-- What you need to do --
Give back each entry word for word, but drop the images.

-- Data to process --
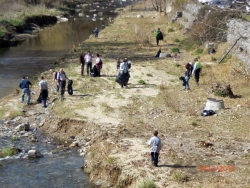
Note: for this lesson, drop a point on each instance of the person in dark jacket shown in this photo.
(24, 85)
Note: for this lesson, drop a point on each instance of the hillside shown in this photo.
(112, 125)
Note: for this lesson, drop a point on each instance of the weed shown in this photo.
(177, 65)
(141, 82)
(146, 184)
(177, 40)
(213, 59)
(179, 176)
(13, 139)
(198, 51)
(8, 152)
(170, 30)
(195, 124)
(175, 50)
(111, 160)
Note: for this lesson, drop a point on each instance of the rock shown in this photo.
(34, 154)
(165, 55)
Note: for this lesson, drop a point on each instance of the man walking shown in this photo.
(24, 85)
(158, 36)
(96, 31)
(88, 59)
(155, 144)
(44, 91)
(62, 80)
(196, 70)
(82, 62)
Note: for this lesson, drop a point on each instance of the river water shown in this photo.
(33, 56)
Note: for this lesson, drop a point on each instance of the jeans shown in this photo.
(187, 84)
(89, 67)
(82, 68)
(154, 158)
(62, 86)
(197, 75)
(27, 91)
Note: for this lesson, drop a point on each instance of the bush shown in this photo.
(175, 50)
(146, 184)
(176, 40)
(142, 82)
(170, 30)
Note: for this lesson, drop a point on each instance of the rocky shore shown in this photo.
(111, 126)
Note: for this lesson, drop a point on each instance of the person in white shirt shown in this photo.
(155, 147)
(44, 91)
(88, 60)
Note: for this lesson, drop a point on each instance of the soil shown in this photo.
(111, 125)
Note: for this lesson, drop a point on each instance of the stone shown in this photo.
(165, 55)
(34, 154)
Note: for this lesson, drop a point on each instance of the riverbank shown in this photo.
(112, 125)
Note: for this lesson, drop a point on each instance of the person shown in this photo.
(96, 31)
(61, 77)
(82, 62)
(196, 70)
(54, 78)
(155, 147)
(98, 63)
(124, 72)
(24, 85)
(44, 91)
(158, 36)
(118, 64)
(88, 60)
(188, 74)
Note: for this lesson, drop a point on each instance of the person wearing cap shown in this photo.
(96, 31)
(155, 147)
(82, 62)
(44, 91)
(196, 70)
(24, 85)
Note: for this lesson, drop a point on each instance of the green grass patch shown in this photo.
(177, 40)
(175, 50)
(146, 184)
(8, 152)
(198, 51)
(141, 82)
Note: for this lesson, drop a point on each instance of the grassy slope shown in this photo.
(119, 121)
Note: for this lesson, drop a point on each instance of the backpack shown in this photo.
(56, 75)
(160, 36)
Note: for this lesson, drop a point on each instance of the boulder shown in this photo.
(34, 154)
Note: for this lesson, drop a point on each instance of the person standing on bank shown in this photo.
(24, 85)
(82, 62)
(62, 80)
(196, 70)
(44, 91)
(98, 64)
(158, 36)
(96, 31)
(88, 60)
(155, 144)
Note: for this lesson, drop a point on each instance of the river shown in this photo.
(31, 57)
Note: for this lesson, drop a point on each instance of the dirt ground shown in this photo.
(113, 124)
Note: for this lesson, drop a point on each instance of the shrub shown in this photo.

-- Response for this exercise --
Note: for this lesson, drop a point on each instance of the person in dark jacket shown in this photo.
(24, 85)
Note: for this lesson, drop a point on each instance of the hillside shown in this photo.
(112, 125)
Note: for this lesson, drop a point on each instance of the weed shown in this photo.
(177, 65)
(141, 82)
(146, 184)
(177, 40)
(213, 59)
(179, 176)
(13, 139)
(198, 51)
(8, 152)
(170, 30)
(195, 124)
(175, 50)
(111, 160)
Note: for this lesson, drop a point on each instance of the rock shown in this photo.
(34, 154)
(165, 55)
Note: for this lesson, drop a point on each instance of the man walking shown in this photo.
(24, 85)
(158, 36)
(96, 31)
(88, 59)
(155, 144)
(44, 91)
(62, 80)
(196, 70)
(82, 62)
Note: for this lesson, drop a point on each instance of the river water shown in this photo.
(33, 56)
Note: for this lesson, drop a point on each instance of the jeans shown in this photo.
(187, 84)
(89, 67)
(82, 68)
(154, 158)
(62, 86)
(197, 75)
(27, 91)
Note: for this lesson, drop a point on each instance of the bush shown in this photo.
(175, 50)
(146, 184)
(176, 40)
(142, 82)
(170, 30)
Note: for this lesson, drop a point on each instance of the rocky shore shown in this photo.
(111, 126)
Note: for this lesson, drop a point on each instance of the person in white shirt shown in this photo.
(155, 147)
(44, 91)
(88, 60)
Note: for this lesson, drop a point on each instance of the soil shown in this photo.
(111, 125)
Note: for this lesson, drop a point on each instance of the stone shown in this photo.
(165, 55)
(34, 154)
Note: for this lesson, drop a point on each instance of the riverbank shown in this photo.
(112, 125)
Note: for this lesson, drop a point on each instance of the person shown in this photo.
(96, 31)
(61, 77)
(82, 62)
(196, 70)
(54, 78)
(155, 147)
(98, 63)
(124, 72)
(24, 85)
(44, 91)
(158, 36)
(118, 64)
(88, 60)
(188, 74)
Note: for this lesson, drop a point on each instance of the person wearing cap shown in this photo.
(96, 31)
(155, 147)
(82, 62)
(44, 91)
(196, 70)
(24, 85)
Note: for this lesson, drop a point on each instance of the green grass patch shown in this photo.
(177, 40)
(175, 50)
(146, 184)
(8, 152)
(198, 51)
(141, 82)
Note: for this lesson, drop a point on each instance of the grassy slope shown in this photo.
(119, 121)
Note: for this lesson, drop a point on each instance of the backpack shown in this photo.
(56, 75)
(160, 36)
Note: for this lesson, drop a point on each instance of the boulder shown in this photo.
(34, 154)
Note: for this lesson, drop a point on each instance of the person standing on bank shown in this photo.
(24, 85)
(82, 62)
(62, 80)
(196, 70)
(44, 91)
(98, 64)
(158, 36)
(96, 31)
(88, 60)
(155, 144)
Note: for this lesson, drop a point on each instance of the river shown in this photo.
(31, 57)
Note: for this lesson, drop a point on each instance of the dirt ground shown in this photo.
(113, 124)
Note: for this lesson, drop a point on each instance of the shrub shown in this photo.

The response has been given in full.